Copy exactly the line that contains "Ground the tail" plus all remaining lines of the data, and leave out every line before it.
++++
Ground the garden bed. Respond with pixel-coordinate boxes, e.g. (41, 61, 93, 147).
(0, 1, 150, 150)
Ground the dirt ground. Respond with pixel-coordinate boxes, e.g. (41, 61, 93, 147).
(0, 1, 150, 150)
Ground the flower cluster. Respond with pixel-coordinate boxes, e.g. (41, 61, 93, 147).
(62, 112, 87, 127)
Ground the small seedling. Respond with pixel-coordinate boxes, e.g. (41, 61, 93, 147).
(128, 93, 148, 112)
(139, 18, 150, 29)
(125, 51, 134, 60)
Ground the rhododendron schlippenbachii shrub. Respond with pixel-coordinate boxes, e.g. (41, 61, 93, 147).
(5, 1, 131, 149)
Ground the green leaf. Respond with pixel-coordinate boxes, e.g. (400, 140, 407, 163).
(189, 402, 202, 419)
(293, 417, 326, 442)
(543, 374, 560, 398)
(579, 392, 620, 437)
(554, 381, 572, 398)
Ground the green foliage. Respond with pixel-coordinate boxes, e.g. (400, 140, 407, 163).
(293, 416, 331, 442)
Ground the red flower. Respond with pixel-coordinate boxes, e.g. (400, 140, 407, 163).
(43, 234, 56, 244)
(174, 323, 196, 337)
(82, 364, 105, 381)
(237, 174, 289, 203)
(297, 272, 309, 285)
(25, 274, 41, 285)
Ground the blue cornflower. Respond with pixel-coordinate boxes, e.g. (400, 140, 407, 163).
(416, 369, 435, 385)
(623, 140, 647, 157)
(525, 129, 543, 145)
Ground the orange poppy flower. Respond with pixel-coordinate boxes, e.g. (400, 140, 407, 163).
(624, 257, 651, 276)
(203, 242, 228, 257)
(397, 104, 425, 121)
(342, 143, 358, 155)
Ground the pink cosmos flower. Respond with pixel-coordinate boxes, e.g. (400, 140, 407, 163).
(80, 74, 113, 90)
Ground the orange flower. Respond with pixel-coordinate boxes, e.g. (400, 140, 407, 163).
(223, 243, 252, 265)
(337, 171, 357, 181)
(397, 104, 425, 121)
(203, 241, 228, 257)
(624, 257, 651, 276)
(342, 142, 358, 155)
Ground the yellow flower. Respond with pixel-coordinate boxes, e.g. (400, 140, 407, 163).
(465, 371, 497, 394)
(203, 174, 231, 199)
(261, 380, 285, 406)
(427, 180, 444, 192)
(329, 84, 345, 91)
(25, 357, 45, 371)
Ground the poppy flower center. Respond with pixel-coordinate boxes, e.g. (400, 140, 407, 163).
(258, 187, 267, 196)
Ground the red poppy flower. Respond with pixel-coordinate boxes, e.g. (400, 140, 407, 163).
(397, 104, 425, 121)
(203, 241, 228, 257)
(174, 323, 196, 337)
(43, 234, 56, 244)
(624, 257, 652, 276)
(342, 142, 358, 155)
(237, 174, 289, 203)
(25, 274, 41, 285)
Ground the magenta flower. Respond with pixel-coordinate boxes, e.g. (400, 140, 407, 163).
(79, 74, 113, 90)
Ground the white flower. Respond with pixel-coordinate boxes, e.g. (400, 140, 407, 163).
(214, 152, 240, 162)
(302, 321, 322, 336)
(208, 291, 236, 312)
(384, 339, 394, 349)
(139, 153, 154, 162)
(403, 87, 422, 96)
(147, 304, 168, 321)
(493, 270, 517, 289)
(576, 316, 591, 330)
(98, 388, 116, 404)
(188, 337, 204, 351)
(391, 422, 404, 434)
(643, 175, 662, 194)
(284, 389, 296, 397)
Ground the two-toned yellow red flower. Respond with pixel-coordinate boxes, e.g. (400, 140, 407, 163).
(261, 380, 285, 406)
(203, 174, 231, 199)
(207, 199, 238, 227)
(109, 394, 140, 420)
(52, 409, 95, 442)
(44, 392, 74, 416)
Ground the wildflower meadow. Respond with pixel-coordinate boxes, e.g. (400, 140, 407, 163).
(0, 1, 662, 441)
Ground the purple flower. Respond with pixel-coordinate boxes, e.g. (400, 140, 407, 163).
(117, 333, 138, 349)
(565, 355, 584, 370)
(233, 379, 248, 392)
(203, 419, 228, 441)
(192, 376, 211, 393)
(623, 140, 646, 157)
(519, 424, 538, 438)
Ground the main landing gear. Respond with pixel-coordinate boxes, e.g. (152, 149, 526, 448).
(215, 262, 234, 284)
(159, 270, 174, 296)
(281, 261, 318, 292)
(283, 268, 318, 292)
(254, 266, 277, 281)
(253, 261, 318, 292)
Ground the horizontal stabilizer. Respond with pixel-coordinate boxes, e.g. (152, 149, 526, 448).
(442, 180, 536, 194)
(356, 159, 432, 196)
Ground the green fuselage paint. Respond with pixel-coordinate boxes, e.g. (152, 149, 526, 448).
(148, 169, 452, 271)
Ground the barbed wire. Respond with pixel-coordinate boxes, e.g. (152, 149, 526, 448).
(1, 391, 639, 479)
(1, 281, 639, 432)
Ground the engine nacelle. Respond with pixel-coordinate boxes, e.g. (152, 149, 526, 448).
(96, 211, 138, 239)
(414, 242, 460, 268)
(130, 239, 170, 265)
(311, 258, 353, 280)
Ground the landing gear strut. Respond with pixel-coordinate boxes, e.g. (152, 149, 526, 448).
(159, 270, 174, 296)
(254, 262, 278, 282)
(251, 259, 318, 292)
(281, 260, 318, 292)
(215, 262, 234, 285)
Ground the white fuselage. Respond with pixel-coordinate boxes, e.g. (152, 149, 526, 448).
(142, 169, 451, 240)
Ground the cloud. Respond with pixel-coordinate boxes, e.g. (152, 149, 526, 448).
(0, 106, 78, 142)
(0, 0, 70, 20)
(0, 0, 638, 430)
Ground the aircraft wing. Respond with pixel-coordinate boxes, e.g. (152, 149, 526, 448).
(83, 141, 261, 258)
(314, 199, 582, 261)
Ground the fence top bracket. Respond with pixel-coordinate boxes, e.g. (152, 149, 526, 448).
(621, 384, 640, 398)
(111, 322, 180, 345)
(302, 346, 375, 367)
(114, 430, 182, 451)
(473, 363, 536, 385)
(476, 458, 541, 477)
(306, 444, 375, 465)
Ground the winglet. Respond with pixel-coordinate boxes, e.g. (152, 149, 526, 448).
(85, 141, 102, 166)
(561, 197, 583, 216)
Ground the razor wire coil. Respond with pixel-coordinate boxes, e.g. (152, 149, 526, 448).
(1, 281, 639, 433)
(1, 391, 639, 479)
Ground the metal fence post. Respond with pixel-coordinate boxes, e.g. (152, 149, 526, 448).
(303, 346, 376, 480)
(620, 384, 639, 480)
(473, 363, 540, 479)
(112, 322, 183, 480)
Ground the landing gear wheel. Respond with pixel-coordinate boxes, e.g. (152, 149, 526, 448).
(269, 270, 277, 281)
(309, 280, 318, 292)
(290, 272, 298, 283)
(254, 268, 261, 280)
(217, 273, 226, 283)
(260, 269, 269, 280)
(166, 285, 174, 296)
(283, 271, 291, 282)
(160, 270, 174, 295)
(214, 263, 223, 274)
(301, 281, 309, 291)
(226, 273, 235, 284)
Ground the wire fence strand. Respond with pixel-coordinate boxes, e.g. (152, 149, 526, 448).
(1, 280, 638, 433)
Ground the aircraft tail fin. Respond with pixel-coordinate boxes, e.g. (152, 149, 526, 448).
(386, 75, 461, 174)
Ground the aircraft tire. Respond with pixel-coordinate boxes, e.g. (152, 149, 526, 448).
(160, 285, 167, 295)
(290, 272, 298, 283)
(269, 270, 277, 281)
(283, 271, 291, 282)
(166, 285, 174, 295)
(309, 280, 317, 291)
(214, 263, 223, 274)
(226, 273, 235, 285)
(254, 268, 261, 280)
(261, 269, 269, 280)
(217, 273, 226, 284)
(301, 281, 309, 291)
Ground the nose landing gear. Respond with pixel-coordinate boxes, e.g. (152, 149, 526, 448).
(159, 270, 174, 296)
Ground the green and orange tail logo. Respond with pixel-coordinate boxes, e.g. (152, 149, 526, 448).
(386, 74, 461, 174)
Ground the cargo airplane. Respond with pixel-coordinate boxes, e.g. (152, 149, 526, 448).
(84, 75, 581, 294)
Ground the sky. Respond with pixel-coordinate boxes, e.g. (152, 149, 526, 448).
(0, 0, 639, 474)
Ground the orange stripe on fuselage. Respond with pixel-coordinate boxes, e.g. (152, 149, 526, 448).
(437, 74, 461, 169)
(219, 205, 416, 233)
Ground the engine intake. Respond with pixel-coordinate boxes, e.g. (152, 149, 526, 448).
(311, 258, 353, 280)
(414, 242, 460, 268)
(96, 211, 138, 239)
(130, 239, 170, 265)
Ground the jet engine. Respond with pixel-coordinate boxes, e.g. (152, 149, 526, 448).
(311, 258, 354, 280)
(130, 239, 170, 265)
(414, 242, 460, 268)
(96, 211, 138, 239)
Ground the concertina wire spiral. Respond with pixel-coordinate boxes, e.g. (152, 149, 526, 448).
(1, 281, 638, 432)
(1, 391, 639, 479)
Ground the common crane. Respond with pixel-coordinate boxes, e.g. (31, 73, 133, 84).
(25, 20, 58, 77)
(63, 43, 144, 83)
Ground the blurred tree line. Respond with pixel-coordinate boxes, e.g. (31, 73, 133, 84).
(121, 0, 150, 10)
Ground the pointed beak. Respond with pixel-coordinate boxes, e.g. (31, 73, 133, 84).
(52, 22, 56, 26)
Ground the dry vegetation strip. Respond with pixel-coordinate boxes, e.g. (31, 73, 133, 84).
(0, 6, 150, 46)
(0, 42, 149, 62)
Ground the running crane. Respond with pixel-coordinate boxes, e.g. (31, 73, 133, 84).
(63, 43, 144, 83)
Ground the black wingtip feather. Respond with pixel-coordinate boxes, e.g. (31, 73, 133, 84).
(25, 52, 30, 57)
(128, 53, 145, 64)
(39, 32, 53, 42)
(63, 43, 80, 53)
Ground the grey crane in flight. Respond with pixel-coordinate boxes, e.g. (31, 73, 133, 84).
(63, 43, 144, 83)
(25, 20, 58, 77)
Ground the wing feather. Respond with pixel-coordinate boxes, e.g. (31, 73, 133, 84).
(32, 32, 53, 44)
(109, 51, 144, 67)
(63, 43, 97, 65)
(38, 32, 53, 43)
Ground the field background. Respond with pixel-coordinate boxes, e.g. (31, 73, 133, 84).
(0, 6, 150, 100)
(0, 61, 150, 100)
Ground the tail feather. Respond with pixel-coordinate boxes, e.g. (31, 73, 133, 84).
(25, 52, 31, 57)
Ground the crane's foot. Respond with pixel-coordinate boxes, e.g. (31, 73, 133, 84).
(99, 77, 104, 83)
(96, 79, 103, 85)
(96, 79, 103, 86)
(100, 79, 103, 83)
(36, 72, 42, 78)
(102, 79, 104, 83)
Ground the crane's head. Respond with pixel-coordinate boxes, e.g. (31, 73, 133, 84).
++++
*Solved exercise*:
Ground the tail feather. Respond with pixel-coordinate boxes, e.g. (31, 73, 133, 84).
(25, 52, 31, 57)
Ground the crane's foot. Respond with pixel-coordinate boxes, e.g. (31, 73, 133, 84).
(99, 77, 104, 83)
(96, 79, 103, 85)
(96, 79, 103, 86)
(100, 79, 103, 83)
(36, 72, 42, 78)
(102, 79, 104, 83)
Ground the crane's head. Respond with pixel-coordinate boxes, e.g. (31, 73, 133, 84).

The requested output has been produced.